**Goal**
Copy all of the material below word for word, leaving out the pictures.

Box labels for photos:
## BEGIN

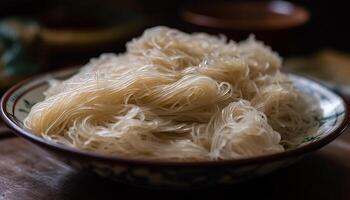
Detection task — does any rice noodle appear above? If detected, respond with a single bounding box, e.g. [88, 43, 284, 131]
[24, 27, 318, 161]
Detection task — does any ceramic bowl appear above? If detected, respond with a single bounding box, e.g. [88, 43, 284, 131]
[1, 69, 348, 188]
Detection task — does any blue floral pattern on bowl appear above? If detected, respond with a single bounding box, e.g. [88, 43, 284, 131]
[1, 69, 348, 188]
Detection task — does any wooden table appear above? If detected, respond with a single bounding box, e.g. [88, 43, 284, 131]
[0, 128, 350, 200]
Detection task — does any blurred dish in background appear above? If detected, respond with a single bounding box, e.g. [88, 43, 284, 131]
[180, 1, 310, 54]
[0, 1, 149, 88]
[285, 49, 350, 98]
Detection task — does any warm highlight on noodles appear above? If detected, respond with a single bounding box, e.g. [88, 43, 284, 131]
[25, 27, 318, 160]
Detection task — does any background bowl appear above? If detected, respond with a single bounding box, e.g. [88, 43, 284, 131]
[1, 69, 349, 188]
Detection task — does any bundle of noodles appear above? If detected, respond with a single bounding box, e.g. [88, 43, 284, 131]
[25, 27, 318, 160]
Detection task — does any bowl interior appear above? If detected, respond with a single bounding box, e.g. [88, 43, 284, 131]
[2, 69, 347, 162]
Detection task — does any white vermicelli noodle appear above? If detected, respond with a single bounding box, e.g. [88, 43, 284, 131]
[24, 27, 318, 161]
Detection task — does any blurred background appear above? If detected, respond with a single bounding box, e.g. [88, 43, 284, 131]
[0, 0, 350, 91]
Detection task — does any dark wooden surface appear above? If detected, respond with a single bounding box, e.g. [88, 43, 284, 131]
[0, 128, 350, 200]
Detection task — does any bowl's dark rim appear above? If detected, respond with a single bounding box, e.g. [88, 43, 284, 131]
[180, 0, 310, 31]
[1, 69, 350, 167]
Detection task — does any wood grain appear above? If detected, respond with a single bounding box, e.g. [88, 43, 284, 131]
[0, 130, 350, 200]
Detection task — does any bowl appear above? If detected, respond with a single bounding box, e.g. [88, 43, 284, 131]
[179, 0, 310, 55]
[1, 69, 349, 189]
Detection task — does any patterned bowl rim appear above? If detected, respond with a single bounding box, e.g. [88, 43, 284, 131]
[0, 67, 350, 167]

## END

**Response below**
Detection task — does any rice noodle appear above? If detected, respond with a single bounding box, e.g. [88, 43, 284, 131]
[24, 27, 318, 161]
Detection task — does any ceramic bowl appear above? If detected, respond with a single bounding box, e.g. [88, 43, 284, 131]
[1, 69, 348, 188]
Detection task — does any blue floral pattern on bowl appear above? If detected, respond with a single bounding box, e.g. [88, 43, 284, 131]
[1, 69, 348, 188]
Detection task — does any wooden table appear above? If detected, respond with a single bounding box, e.g. [88, 43, 284, 131]
[0, 128, 350, 200]
Detection task — does any blurred dish in background appear above? If detected, respond with a single bounding box, e.g. [88, 43, 284, 131]
[180, 1, 310, 54]
[0, 1, 149, 88]
[285, 49, 350, 98]
Detection task — does any warm highlight on noodles appear above? If detected, respond with a single bounding box, e.g. [88, 43, 284, 131]
[25, 27, 318, 160]
Detection task — does any background bowl appear above? If detected, respond with a single bounding box, e.g. [88, 43, 284, 131]
[1, 69, 349, 188]
Detection task — does any bundle of noodles appear above? If detected, respond with a single bounding box, e.g. [88, 43, 284, 131]
[25, 27, 318, 160]
Detection task — does any bowl interior appear above? If detected, respond with a single bounding box, e.g. [88, 43, 284, 131]
[2, 69, 347, 162]
Detection task — does any white vermicelli noodle appear above? If detected, respond with a single bounding box, e.g. [88, 43, 284, 131]
[24, 27, 318, 161]
Detection task — does any blurred background appear above? If detected, respond with a single bounding box, e.g. [88, 43, 284, 131]
[0, 0, 350, 91]
Detection task — does any dark wooden surface appear above? If detected, respond with a single bounding box, e.g. [88, 43, 284, 131]
[0, 128, 350, 200]
Detection task — does any bowl's dark rim appear above? If detected, respond with a single bounding box, e.g. [88, 43, 284, 131]
[180, 0, 310, 31]
[1, 69, 350, 167]
Detection task — does any wood grain appear above? If detected, respond with a single bounding box, e.g. [88, 43, 284, 131]
[0, 130, 350, 200]
Detection task — does any bowl appear above? If detected, respond with a single bounding box, e.g. [88, 43, 284, 131]
[179, 0, 310, 55]
[1, 69, 349, 189]
Detection task — does any patterned bowl rim appear above? If detected, respond with a single bounding box, e.g. [88, 43, 284, 131]
[0, 67, 350, 167]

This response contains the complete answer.